## Directive
Retype every line of the data below exactly, leaving out the pictures.

## Supplied material
§
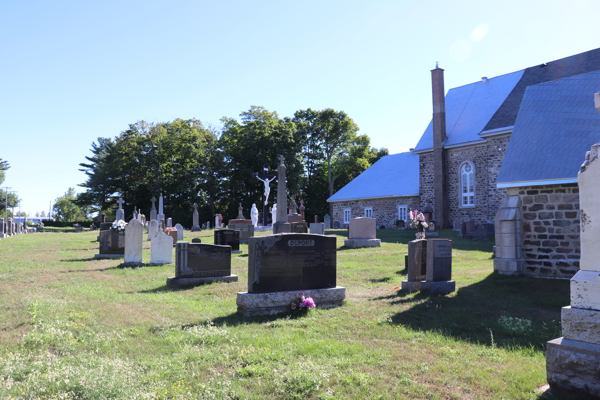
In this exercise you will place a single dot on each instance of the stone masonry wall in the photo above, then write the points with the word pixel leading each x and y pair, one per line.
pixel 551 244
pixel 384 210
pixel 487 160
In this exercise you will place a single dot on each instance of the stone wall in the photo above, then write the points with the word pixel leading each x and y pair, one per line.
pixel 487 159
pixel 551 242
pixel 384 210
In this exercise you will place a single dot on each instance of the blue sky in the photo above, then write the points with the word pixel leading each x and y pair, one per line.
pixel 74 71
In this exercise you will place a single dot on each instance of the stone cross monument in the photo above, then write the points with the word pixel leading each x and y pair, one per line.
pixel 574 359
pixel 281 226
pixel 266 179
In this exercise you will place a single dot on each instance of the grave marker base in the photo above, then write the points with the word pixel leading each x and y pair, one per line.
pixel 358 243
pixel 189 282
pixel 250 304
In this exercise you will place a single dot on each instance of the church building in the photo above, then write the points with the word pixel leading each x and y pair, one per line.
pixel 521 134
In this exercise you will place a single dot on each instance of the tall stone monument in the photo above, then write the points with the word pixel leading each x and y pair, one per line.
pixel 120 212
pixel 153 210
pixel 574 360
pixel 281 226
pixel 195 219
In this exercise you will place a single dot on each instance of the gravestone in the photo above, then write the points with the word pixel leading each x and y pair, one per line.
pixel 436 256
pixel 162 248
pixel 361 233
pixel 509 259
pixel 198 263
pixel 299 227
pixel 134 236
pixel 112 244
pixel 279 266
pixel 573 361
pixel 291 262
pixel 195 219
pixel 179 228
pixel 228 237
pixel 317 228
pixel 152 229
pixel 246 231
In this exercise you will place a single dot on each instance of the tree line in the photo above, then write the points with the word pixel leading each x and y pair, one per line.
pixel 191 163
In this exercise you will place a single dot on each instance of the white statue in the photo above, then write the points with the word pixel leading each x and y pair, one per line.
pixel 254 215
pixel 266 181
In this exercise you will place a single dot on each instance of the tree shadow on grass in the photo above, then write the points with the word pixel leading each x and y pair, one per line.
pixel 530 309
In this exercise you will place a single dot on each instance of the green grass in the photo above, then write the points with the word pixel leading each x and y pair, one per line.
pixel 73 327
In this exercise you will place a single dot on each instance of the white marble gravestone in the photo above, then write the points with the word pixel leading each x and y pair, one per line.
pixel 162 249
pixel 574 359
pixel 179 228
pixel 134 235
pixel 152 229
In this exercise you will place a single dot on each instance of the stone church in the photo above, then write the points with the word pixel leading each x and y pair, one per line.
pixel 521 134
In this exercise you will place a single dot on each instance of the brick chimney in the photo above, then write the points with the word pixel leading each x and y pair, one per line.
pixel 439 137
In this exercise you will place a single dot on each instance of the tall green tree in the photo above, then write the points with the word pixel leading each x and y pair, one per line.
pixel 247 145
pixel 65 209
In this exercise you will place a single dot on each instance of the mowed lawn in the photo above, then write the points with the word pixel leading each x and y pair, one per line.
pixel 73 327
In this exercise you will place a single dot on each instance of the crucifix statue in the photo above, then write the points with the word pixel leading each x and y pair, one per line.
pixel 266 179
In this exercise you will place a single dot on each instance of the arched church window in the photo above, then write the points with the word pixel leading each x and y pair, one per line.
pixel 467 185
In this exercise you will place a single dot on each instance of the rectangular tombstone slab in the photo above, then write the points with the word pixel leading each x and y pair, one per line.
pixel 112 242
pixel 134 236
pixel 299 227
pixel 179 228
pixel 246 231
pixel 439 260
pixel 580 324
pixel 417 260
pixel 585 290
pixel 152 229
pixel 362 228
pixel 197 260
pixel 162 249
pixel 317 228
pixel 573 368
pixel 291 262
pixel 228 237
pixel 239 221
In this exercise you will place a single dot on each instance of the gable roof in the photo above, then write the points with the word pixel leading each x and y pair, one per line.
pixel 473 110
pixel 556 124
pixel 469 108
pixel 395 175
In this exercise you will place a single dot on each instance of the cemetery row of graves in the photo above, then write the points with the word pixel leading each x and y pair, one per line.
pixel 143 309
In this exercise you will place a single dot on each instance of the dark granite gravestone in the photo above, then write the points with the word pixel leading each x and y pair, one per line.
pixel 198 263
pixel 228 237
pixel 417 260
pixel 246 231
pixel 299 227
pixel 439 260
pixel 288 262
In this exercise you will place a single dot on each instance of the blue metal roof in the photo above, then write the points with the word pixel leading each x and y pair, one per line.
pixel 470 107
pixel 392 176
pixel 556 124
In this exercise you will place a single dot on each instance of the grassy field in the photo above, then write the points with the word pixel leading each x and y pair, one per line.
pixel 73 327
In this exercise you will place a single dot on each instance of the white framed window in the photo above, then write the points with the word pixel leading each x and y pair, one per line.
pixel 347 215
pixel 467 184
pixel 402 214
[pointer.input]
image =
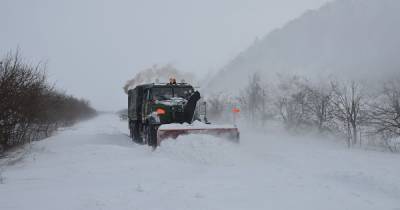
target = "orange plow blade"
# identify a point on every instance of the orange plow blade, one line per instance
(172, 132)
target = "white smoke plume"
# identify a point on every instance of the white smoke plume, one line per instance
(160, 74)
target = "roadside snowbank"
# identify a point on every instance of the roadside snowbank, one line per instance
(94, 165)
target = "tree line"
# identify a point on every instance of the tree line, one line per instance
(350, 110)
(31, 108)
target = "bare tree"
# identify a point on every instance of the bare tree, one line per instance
§
## Correct result
In this exercise you will place a single dot on each instance of the stone masonry wall in the photo above, then write the points with the word pixel leading each x and y pair, one per line.
pixel 551 244
pixel 384 210
pixel 487 160
In this exercise you will place a single dot on each instance of the stone wall in the photo above, then write the points with the word pixel leading each x and y pair, one per line.
pixel 487 159
pixel 551 242
pixel 384 210
In this exercise you will place a single dot on each instance of the blue sky in the photo above, then write the points with the word pixel leading each x and y pair, one per line.
pixel 74 71
In this exercise you will place a single dot on each instance of the stone cross monument in the photo above, then write the points with the word pixel leading each x and y pair, one per line.
pixel 574 359
pixel 281 226
pixel 266 179
In this exercise you will place a single dot on each instance of the grave marker base in the photo above, then write the points with the word pixel leading each x and y pair, one per line.
pixel 358 243
pixel 189 282
pixel 250 304
In this exercise you will place a single dot on each instance of the church building in the photo above, then write the points with the word pixel leading each x and y pair, one per line.
pixel 521 134
In this exercise you will place a single dot on each instance of the tall stone monument in the photo above, then write the points with the word pixel leading each x and y pair, one per line.
pixel 120 212
pixel 153 210
pixel 574 360
pixel 281 226
pixel 195 219
In this exercise you will place a single dot on each instance of the gravestone in the photo above, then write the points with the word pixel leading each x and y pair, one per line.
pixel 436 256
pixel 162 248
pixel 361 233
pixel 509 259
pixel 198 263
pixel 299 227
pixel 134 236
pixel 112 244
pixel 279 266
pixel 573 361
pixel 291 262
pixel 195 219
pixel 179 228
pixel 228 237
pixel 317 228
pixel 152 229
pixel 246 231
In this exercise you will place a single dot on each instance of the tree line in the photo above, then write the points with the word pixel leading each x and y pair, one per line.
pixel 191 163
In this exercise you will place a single dot on each instance of the white statue in the photo above, then write the points with the word pixel leading each x and y pair, one per line.
pixel 254 215
pixel 266 181
In this exercise you will place a single dot on each instance of the tree shadow on grass in the photo above, then write the points with the word pixel leading each x and y pair, one per line.
pixel 530 309
In this exercise you will place a single dot on each instance of the green grass in the photo above, then write the points with the word pixel leading each x and y pair, one per line.
pixel 73 327
In this exercise you will place a single dot on each instance of the white marble gravestone in the photo above, then write the points with the word pixel leading each x and y pair, one per line.
pixel 162 249
pixel 574 359
pixel 179 228
pixel 134 235
pixel 152 229
In this exercise you will place a single dot on each instance of the stone church in the photo above, then write the points with the word pixel leading each x and y pair, one per line.
pixel 521 134
In this exercise you will place a single dot on each instance of the brick chimney in the photo above, then write the points with the word pixel leading each x and y pair, one per line.
pixel 439 137
In this exercise you will place a single dot on each instance of the tall green tree in the photo above, then write the points with the word pixel leading each x and y pair, one per line.
pixel 247 145
pixel 65 209
In this exercise you will place a single dot on each instance of the mowed lawn in the photo above, then write the points with the word pixel leading each x and y pair, one per line.
pixel 73 327
In this exercise you will place a single dot on each instance of the crucifix statue in the photo above, then write the points with the word pixel leading each x and y pair, one per line.
pixel 266 179
In this exercise you will place a single dot on each instance of the arched church window in the photo above, then write the points with the word pixel leading each x and y pair, one per line.
pixel 467 185
In this exercise you will place a single dot on each instance of the rectangular tombstone slab in the photo above, then write the points with the word pixel leading each x and y pair, one per line.
pixel 112 242
pixel 134 236
pixel 299 227
pixel 179 228
pixel 246 231
pixel 439 260
pixel 580 324
pixel 417 260
pixel 585 290
pixel 152 229
pixel 362 228
pixel 197 260
pixel 162 249
pixel 317 228
pixel 573 368
pixel 291 262
pixel 228 237
pixel 239 221
In this exercise you will place a single dot on each instance of the gable roof in the photo above, then write the points with the word pixel leading each x and y pair, one per line.
pixel 473 110
pixel 556 124
pixel 469 108
pixel 395 175
In this exercise you will place a single dot on each instance of the cemetery row of graves in the photo above, then write the points with the word pixel leading each x and y pair, one per line.
pixel 143 309
In this exercise you will place a single dot on each instance of the dark granite gravestone in the photo above, then write the points with the word pixel leading each x and y pair, one per line.
pixel 198 263
pixel 228 237
pixel 417 260
pixel 246 231
pixel 299 227
pixel 439 260
pixel 288 262
In this exercise you will place a single dot on each instance of the blue metal roof in the photo above, then write the points with the word pixel leading each x and y pair, one per line.
pixel 470 107
pixel 392 176
pixel 556 124
In this exercise you will place a single dot on each instance of the grassy field in the photo above, then write the points with the word pixel leading each x and y pair, one per line.
pixel 73 327
In this exercise you will place a single dot on each instance of the white framed window in the photo above, then write the points with the word pixel leading each x and y pair, one per line.
pixel 347 215
pixel 467 184
pixel 402 214
[pointer.input]
image =
target = "orange plow blade"
# identify a point on every instance of the orange plow blade, one line per instance
(172, 132)
target = "white smoke plume"
# identify a point on every instance of the white smoke plume, one line per instance
(160, 74)
target = "roadside snowbank"
# identify a point on every instance of the roadside snowbank, one line per instance
(94, 165)
target = "tree line"
# identify a point on every instance of the tree line, one line per instance
(350, 110)
(31, 108)
target = "bare tree"
# identify a point on every instance of the bare tree, one line per instance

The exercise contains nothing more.